[[ Input open ]]

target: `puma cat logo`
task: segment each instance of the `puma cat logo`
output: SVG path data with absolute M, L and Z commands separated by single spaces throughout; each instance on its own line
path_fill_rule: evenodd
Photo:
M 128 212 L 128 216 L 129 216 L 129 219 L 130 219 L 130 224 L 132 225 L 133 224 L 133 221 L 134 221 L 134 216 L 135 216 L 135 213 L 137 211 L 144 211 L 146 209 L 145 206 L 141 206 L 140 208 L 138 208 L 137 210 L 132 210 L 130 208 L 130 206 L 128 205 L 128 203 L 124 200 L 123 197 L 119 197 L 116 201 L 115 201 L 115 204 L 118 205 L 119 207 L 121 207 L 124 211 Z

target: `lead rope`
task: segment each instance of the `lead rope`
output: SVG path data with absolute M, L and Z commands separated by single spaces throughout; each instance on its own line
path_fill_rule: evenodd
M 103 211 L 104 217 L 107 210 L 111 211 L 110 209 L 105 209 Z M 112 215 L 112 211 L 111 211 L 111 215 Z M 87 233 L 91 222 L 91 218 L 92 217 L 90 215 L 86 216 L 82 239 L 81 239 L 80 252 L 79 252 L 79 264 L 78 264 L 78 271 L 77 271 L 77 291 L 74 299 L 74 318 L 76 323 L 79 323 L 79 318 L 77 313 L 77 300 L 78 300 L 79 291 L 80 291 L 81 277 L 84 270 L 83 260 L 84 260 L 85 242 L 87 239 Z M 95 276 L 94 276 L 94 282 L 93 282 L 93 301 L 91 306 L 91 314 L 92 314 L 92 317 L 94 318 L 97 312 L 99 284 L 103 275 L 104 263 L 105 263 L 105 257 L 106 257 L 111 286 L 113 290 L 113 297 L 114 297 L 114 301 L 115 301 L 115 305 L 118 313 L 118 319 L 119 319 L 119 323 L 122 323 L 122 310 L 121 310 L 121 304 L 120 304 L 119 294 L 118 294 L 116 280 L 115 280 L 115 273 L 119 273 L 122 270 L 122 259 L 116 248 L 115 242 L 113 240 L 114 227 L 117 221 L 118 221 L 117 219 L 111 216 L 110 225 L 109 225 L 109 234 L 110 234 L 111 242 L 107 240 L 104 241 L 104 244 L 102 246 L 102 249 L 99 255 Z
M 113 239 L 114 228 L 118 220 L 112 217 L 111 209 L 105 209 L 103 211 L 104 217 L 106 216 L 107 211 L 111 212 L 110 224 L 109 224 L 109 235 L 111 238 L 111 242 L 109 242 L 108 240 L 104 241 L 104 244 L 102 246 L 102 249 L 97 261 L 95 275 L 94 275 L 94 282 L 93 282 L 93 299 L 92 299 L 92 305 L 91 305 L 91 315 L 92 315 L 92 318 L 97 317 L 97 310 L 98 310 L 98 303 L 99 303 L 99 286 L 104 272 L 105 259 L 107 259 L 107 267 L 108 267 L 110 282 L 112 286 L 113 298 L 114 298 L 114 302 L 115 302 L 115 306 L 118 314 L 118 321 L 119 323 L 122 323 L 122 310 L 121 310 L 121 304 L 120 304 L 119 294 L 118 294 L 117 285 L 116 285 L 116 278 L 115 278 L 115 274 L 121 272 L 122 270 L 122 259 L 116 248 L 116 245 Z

[[ Input closed ]]

Exercise. Once you have read the records above, output each of them verbatim.

Task answer.
target: `puma cat logo`
task: segment each instance of the `puma cat logo`
output: SVG path data with absolute M, L and Z commands separated by single spaces throughout; each instance on its own line
path_fill_rule: evenodd
Photo:
M 128 212 L 128 216 L 129 216 L 129 219 L 130 219 L 130 224 L 132 225 L 133 224 L 133 221 L 134 221 L 134 216 L 135 216 L 135 213 L 137 211 L 144 211 L 146 209 L 145 206 L 141 206 L 140 208 L 138 208 L 137 210 L 132 210 L 130 208 L 130 206 L 128 205 L 128 203 L 124 200 L 123 197 L 119 197 L 116 201 L 115 201 L 115 204 L 118 205 L 119 207 L 121 207 L 124 211 Z

target: `lead rope`
task: segment each instance of the `lead rope`
output: SVG path data with absolute M, L and Z commands separated by single spaces throughout; each instance on its own line
path_fill_rule: evenodd
M 103 211 L 104 217 L 107 210 L 111 211 L 110 209 L 105 209 Z M 112 215 L 112 211 L 111 211 L 111 215 Z M 87 233 L 91 222 L 91 218 L 92 217 L 90 215 L 86 216 L 82 239 L 81 239 L 80 252 L 79 252 L 79 264 L 78 264 L 78 271 L 77 271 L 77 291 L 74 299 L 74 318 L 76 323 L 79 323 L 79 318 L 77 313 L 77 300 L 78 300 L 79 291 L 80 291 L 81 277 L 84 270 L 83 260 L 84 260 L 85 242 L 87 239 Z M 95 276 L 94 276 L 94 282 L 93 282 L 93 301 L 91 306 L 91 314 L 92 314 L 92 317 L 94 318 L 97 312 L 99 284 L 103 275 L 104 263 L 105 263 L 105 257 L 106 257 L 111 286 L 113 290 L 113 297 L 114 297 L 114 301 L 115 301 L 115 305 L 118 313 L 118 319 L 119 319 L 119 323 L 122 323 L 122 310 L 121 310 L 121 304 L 120 304 L 119 294 L 118 294 L 116 280 L 115 280 L 115 273 L 119 273 L 122 270 L 122 259 L 116 248 L 115 242 L 113 240 L 114 227 L 117 221 L 118 221 L 117 219 L 111 216 L 110 225 L 109 225 L 109 234 L 110 234 L 111 242 L 107 240 L 104 241 L 104 244 L 102 246 L 102 249 L 99 255 Z
M 113 239 L 114 228 L 118 220 L 112 217 L 111 209 L 105 209 L 103 211 L 104 217 L 106 216 L 107 211 L 111 212 L 110 224 L 109 224 L 109 235 L 111 238 L 111 242 L 109 242 L 108 240 L 104 241 L 104 244 L 102 246 L 102 249 L 97 261 L 95 275 L 94 275 L 94 282 L 93 282 L 93 299 L 92 299 L 92 305 L 91 305 L 91 315 L 92 315 L 92 318 L 97 317 L 97 310 L 98 310 L 98 303 L 99 303 L 99 286 L 104 272 L 105 259 L 107 259 L 107 267 L 108 267 L 110 282 L 112 286 L 113 298 L 114 298 L 114 302 L 115 302 L 115 306 L 118 314 L 118 321 L 119 323 L 122 323 L 122 310 L 121 310 L 121 304 L 120 304 L 119 294 L 118 294 L 117 285 L 116 285 L 116 278 L 115 278 L 115 274 L 121 272 L 122 270 L 122 259 L 116 248 L 116 245 Z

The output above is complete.